When, much later, I wrote about my mother, that preoccupation with her had intensified so that she permeated all worlds—
Her mother was the cupboard with all the things in it, the tabernacle with God in it, the lake with the legends in it, the sea with the oysters and the corpses, a realm into which she longed to vanish forever.

Brides of Christ

We were in all three hundred women in that convent, a limestone bastion housing choir nuns, lay nuns, boarders, and orphans, the sinful issue of unmarried mothers. We, the boarders, were little recruits for Heaven, where we would learn to be immune to passions, to mortify ourselves in every way, and to put up with our chilblains.

The prevailing smells were of wax floor polish and cabbage, but in the chapel it was the smell of burning incense, so exotic, and afterward that smell lingered on in the wreaths of smoke that clouded the air.

**Dataset rows:**

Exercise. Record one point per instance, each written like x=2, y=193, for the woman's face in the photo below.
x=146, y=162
--
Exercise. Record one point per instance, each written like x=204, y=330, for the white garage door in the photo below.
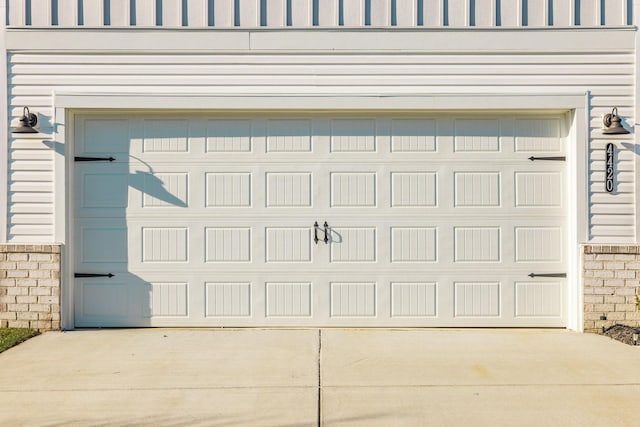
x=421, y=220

**What you will do:**
[a] Answer these questions from the text:
(i) What is the first thing the mother is called in the line that follows "permeated all worlds"?
(ii) How many women were in the convent in all?
(iii) What two smells prevailed in the convent outside the chapel?
[b] Extract the part of the text from "When, much later, I" up to and including "to vanish forever.".
[c] Please rewrite the paragraph of the text that begins "We were in all three hundred women" as a short list, keeping its main facts.

**Response list:**
[a]
(i) The cupboard with all the things in it.
(ii) Three hundred.
(iii) Wax floor polish and cabbage.

[b]
When, much later, I wrote about my mother, that preoccupation with her had intensified so that she permeated all worlds—
Her mother was the cupboard with all the things in it, the tabernacle with God in it, the lake with the legends in it, the sea with the oysters and the corpses, a realm into which she longed to vanish forever.

[c]
- Three hundred women in all lived in the convent, a limestone bastion.
- It housed choir nuns, lay nuns, boarders, and orphans, called the sinful issue of unmarried mothers.
- The boarders were little recruits for Heaven.
- They were to learn to be immune to passions, to mortify themselves in every way, and to put up with their chilblains.